[[ Extract provided, beginning ]]

JOHN P. O’BRIEN, TECHNOLOGY ATTORNEY

What You Should Know About the California Consumer Privacy Act

The CCPA has been viewed by most as a the most prominent piece of privacy regulation implemented in the US. It has extrajudicial implementation much like NY State SHIELD Act and the EU’s General Data Protection Regulation, beforehand; so even if you don’t have an operation in California, it may apply to your business.  The CCPA applies to a “much wider” range of data than most earlier privacy regulations; the CA Consumer rights are different set of rights and it imposes different operational obligations on your business. But before we delve into this overview please remember a few important facts, the CCPA was 1.) drafted very quickly, and 2) then amended several times already to help add some clarity; and 3) we are still waiting on the Attorney General’s regulation for guidance on its implementation, so while it is a landmark in US privacy regulation, in a sense, although it is a seminal piece of legislation it remains very much a work in progress.

California Consumer Protection Act (“CCPA”)

The law went into effect on January 1, 2020. As a practical matter, companies needed to have their data tracking systems in place by the start of 2019, since it gives consumers the right to request all the data a company has collected on them over the previous 12 months. The California Attorney General’s regulations will not become available until October 2020 and will made available in draft forms in advance for public comment. The AG will not start enforcement until July 2020. That’s a very tight time frame.

How to Know Whether the Law Applies to You?

Although the law applies specifically to residents of California, and only when they happen to be within the boundaries of the state. Data providers, technology companies, marketing and online media businesses, and many other organizations that collect personal data on Californians will have to comply if they meet any one of the following criteria:

  • Earn at least $25 million in revenue
  • Buy/sell data of 50,000 households, individuals, or devices (sell, broadly defined)

[[ Extract provided, end ]]
[[ Given information, beginning ]]

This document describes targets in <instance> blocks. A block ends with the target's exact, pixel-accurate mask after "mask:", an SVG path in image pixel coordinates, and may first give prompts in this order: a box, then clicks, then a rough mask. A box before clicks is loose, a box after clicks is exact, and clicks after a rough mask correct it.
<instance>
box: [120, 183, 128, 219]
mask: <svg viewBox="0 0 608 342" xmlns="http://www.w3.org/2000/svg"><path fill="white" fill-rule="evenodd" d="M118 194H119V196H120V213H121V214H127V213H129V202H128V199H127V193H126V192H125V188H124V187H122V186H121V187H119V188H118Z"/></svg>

[[ Given information, end ]]

■ Questions to answer ■
A. Translate this sentence from the CCPA overview into Spanish: "The law went into effect on January 1, 2020."
B. What revenue level does the CCPA overview give as one of the criteria that can make a business subject to the law?
C. Set down the passage of the CCPA overview from "California Consumer Protection" up to and including "Applies to You?".

■ Problem solutions ■
A. La ley entró en vigor el 1 de enero de 2020.

B. Earning at least $25 million in revenue.

C.
California Consumer Protection Act (“CCPA”)

The law went into effect on January 1, 2020. As a practical matter, companies needed to have their data tracking systems in place by the start of 2019, since it gives consumers the right to request all the data a company has collected on them over the previous 12 months. The California Attorney General’s regulations will not become available until October 2020 and will made available in draft forms in advance for public comment. The AG will not start enforcement until July 2020. That’s a very tight time frame.

How to Know Whether the Law Applies to You?